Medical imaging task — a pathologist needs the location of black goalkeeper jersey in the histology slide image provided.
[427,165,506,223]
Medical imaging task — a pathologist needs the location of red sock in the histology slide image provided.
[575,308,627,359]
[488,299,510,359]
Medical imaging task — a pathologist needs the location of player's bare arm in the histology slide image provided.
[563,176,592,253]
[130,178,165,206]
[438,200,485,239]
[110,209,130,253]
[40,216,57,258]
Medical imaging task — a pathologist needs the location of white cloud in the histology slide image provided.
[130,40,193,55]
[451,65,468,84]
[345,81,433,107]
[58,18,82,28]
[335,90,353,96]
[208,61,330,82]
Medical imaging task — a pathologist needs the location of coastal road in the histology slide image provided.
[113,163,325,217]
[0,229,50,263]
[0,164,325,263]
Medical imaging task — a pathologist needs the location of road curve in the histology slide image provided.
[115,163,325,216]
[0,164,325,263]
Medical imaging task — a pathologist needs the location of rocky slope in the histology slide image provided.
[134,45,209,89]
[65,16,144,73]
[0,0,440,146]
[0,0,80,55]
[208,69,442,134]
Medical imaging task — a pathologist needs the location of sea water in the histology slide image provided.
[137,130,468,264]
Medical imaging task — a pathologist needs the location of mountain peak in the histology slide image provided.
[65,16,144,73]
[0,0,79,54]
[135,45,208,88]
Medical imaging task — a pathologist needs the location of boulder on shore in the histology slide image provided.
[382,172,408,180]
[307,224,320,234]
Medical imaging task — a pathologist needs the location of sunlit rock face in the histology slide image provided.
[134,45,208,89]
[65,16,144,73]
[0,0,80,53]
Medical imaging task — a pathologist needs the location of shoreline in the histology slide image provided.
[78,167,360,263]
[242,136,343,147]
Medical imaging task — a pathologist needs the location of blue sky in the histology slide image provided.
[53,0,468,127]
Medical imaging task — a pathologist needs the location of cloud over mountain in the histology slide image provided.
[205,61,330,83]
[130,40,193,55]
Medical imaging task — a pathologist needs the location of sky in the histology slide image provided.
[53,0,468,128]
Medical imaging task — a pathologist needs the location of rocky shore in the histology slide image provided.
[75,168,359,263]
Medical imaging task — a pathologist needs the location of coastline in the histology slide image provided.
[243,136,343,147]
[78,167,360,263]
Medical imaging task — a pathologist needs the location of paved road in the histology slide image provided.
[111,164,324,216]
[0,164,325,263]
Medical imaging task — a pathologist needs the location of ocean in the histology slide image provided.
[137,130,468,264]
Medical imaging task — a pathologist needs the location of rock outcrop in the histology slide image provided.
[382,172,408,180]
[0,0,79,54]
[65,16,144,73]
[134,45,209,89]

────────────────────────────────────────

Task prompt:
Rewrite the stretch of lines above from the one containing "Medical imaging task — a pathologist needs the location of ocean" through the last line, keeping the requests, and raise every bounding box coordinate in the answers by 104.

Full answer:
Medical imaging task — a pathologist needs the location of ocean in the histology slide image provided.
[241,234,572,368]
Medical imaging task — a pathologist needs the location of rock outcrop in the histology slide image provided.
[486,276,512,284]
[104,104,183,158]
[169,120,248,177]
[238,149,313,193]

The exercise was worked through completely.